**Your task:** Revise the listing below, changing each "place a dot" to "mark a point" and keeping everything else the same.

**Records for this exercise:**
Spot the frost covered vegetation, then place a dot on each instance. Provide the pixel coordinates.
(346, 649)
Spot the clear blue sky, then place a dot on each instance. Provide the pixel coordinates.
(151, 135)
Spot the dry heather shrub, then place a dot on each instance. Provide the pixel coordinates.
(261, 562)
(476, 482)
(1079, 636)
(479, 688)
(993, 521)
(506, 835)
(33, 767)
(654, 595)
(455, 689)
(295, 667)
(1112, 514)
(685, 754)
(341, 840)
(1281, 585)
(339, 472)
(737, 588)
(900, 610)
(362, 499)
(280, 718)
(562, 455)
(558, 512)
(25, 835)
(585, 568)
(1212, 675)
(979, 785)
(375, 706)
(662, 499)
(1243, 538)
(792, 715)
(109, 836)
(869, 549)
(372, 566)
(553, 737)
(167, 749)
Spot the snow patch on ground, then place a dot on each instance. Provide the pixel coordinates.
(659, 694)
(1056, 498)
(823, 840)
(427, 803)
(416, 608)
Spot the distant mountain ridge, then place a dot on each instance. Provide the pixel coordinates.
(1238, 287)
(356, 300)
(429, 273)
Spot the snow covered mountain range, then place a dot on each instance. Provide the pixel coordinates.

**Exercise response:**
Spot the frost covered vegetation, then mark a point on each instance. Provide the pixel coordinates.
(346, 649)
Spot the clear blue sky, then mark a point on each instance. Provide the pixel coordinates.
(151, 135)
Spot the dry heather shrub, then mark a point on each instance. Provide the pixel coordinates.
(261, 562)
(476, 482)
(1079, 636)
(479, 688)
(993, 521)
(506, 835)
(33, 767)
(654, 595)
(455, 689)
(295, 667)
(1112, 514)
(685, 754)
(341, 840)
(1281, 585)
(339, 472)
(737, 588)
(900, 610)
(362, 499)
(280, 718)
(562, 455)
(558, 512)
(25, 835)
(585, 568)
(1212, 675)
(979, 785)
(375, 706)
(662, 499)
(1243, 538)
(792, 715)
(109, 836)
(869, 549)
(372, 566)
(553, 737)
(167, 749)
Spot the snow patch on ground, then mark a point on each instance. Provide the pixel coordinates.
(659, 694)
(1056, 498)
(823, 840)
(427, 803)
(416, 608)
Spot the distant mountain ridge, then mark a point on each instance. Provide the pixel coordinates.
(1238, 287)
(356, 300)
(429, 273)
Spot the snow covered mountain range, then mark a point on each instance. Provide the pixel coordinates.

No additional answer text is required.